Document extract:

** Begin **

It’s week 12! That means we are 2/3 way done with the regular CSA season. We are ALWAYS amazed at how quickly the seasons go by, and this one seems especially quick since we’ve had an unusually wet and cold August. Just this weekend we got 2 1/4 inches on the farm. Nothing to complain about, when you see the damage to the Gulf Coast from Hurricane Harvey, but enough rain to make everything muddy and hard to work with.

** End **

Exercise task 1:
Answer these questions using the CSA season update:
(a) Which week of the regular season does it say this is?
(b) How much rain fell on the farm this weekend?
(c) Which hurricane is named as having damaged the Gulf Coast?
Exercise task 2: Carry on the CSA season update past its last sentence in the same voice.

Information supplied:
** Begin **

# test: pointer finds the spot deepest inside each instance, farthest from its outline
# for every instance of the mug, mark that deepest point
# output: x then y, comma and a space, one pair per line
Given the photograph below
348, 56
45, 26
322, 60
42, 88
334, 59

** End **

Exercise response 1:
(a) Week 12.
(b) 2 1/4 inches.
(c) Hurricane Harvey.

Exercise response 2:
The extraordinary cold is hampering most of our hot-weather-loving crops like bell peppers, hot peppers, and eggplant. We have yet to harvest more than 20 eggplant in a week (and that’s from 150 plants!!!), and what we do get is extremely slug-damaged. These slimy little friends foes are more than just gross to run into during harvest, they can actually do an incredible amount of damage by munching on everything they can reach–and they get around more than you would think. We’re hoping the bell and Italian frying peppers can get some heat and start to fully ripen to yellow and red, but we’ll have to wait and see. And, here’s hoping the eggplant can have enough heat this week to produce something before the first frost comes. YUP, that’s (on average) only about 2 weeks away…

Maybelle cutting up summer squash for dinner. This might be the last week of summer squash so enjoy!

What’s in the box

  • Corn (2 small, 4 medium & full)
  • Onions 
  • Basil: purple and green italian
  • Cabbage or Broccoli
  • Garlic
  • Tomatoes/Cherry Tomatoes (2 lb small, 2.5 lb medium, 3 lb full shares)
  • Bell Peppers (1 medium & full)
  • Hot Peppers: Hungarian Hot Wax (1 for full shares)
  • Zucchini (1 portion for full shares)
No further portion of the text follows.